Whistleblower Tip Results in $7.9 Million Settlement with Pharmaceutical Company

Photo of a variety of medicines: spray bottles, pills, droppers

On September 15, the U.S. Department of Justice announced that a qui tam, or whistleblower, lawsuit led to a $7.9 million settlement with Akorn Operating Company LLC, a pharmaceutical company. Akorn settled claims “that it caused the submission of false claims to Medicare Part D, in violation of the False Claims Act, for three generic drugs that were no longer eligible for Medicare coverage.” The whistleblower in the case will receive a $946,000 award for their role in the case.

The qui tam provisions of the False Claims Act enable private citizens to file lawsuits on behalf of the government if they know of an individual or company defrauding the government. Qui tam whistleblowers are eligible to receive between 15 and 30% of the government’s recovery, if one occurs. In this case, the U.S. government intervened in the whistleblower’s case and conducted the investigation.

According to the press release, Medicare Part D reimburses “FDA-approved ‘prescription only’ (Rx-only) drugs” but not “over the counter” (OTC) drugs. OTC drugs “may be purchased by retail customers without a prescription and are not reimbursed by Medicare Part D.” The DOJ explains that a company can “seek to fully convert a brand-name Rx-only drug to an OTC drug” if the FDA approves the switch. After the FDA approves the change, “the drug is no longer considered an Rx-only product and makers of generic equivalents are then required either to seek FDA approval for their own OTC switch or to seek withdrawal of their generic’s Rx-only approval and cease marketing it.”

● Problem description
Continue the article about the Akorn whistleblower settlement from its last sentence. The lines after this article have nothing to do with it.

● Input data
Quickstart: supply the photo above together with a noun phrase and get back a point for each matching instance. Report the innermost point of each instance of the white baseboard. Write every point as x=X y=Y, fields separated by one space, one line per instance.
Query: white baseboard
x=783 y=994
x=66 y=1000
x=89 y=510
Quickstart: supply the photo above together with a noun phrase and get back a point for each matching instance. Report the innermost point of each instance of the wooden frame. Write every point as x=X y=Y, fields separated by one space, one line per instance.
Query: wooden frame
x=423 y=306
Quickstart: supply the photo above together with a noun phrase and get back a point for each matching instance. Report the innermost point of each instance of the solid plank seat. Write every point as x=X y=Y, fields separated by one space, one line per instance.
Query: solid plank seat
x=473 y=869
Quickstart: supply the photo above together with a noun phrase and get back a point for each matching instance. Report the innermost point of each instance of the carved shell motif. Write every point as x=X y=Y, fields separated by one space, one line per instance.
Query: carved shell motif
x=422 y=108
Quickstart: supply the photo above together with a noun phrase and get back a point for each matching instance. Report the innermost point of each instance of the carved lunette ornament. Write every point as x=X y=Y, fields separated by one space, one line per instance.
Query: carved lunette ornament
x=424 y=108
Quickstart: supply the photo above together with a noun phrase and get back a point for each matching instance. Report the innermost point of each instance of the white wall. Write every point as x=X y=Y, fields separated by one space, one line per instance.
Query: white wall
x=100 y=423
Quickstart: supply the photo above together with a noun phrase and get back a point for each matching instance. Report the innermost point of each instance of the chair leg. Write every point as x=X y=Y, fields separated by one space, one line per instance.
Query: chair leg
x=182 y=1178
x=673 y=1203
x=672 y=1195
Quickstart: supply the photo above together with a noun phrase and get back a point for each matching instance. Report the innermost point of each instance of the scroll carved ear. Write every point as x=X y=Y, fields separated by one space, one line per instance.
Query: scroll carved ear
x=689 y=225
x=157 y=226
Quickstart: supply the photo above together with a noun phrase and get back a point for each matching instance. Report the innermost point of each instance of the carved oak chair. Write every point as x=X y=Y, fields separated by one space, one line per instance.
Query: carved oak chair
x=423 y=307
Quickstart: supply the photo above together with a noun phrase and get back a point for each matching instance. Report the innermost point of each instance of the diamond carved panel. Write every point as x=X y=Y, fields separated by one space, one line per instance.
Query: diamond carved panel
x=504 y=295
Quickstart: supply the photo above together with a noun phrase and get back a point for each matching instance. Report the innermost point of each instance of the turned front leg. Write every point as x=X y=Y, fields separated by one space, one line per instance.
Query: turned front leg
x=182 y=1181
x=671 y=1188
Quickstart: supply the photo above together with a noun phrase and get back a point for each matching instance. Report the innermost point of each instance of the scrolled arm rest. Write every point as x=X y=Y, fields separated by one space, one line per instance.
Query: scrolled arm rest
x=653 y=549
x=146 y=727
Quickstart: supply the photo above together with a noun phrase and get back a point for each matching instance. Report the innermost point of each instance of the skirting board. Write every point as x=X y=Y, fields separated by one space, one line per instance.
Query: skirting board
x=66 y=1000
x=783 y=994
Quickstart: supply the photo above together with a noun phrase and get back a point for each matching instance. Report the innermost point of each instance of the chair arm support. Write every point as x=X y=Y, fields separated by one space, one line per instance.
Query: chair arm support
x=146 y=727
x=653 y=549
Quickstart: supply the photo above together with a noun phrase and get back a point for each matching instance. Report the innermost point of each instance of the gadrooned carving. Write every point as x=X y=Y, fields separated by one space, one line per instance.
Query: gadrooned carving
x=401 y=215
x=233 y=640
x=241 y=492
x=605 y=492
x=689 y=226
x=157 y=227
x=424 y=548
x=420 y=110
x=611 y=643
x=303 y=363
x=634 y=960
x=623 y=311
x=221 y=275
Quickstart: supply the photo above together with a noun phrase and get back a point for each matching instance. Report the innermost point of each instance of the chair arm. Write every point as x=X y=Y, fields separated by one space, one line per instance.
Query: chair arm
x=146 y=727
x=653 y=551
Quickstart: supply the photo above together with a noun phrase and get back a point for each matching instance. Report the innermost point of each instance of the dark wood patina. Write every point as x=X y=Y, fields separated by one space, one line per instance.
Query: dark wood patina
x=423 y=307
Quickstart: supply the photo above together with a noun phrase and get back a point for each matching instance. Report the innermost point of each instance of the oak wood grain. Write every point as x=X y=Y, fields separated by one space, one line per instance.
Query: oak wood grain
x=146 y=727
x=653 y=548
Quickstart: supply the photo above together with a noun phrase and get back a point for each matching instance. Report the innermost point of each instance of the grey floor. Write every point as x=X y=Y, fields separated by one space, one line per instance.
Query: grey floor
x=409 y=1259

● Answer below
Akorn sold three generic drugs during the time period referenced in the case: a nonsteroidal anti-inflammatory cream, an antihistamine eyedrop, and an antihistamine nasal spray. Since June 2021, the FDA “approved a full Rx-to-OTC conversion of the brand names for each of the three drugs. The U.S. “ alleged that Akorn submitted or caused to be submitted false claims to Medicare Part D, in violation of the False Claims Act, by continuing to sell the Akorn Generics under obsolete Rx-only labeling after the brand-name drugs were converted to OTC products.”

Akorn “admitted and accepted responsibility” for several facts as part of the settlement, one of which is that the company “delayed the Akorn Generics losing their Rx-only labeling because it believed that continuing to sell each as purportedly Rx-only would be more profitable for the company.”

The DOJ did not provide many details about the qui tam whistleblower in the case, only that the individual will receive $946,000.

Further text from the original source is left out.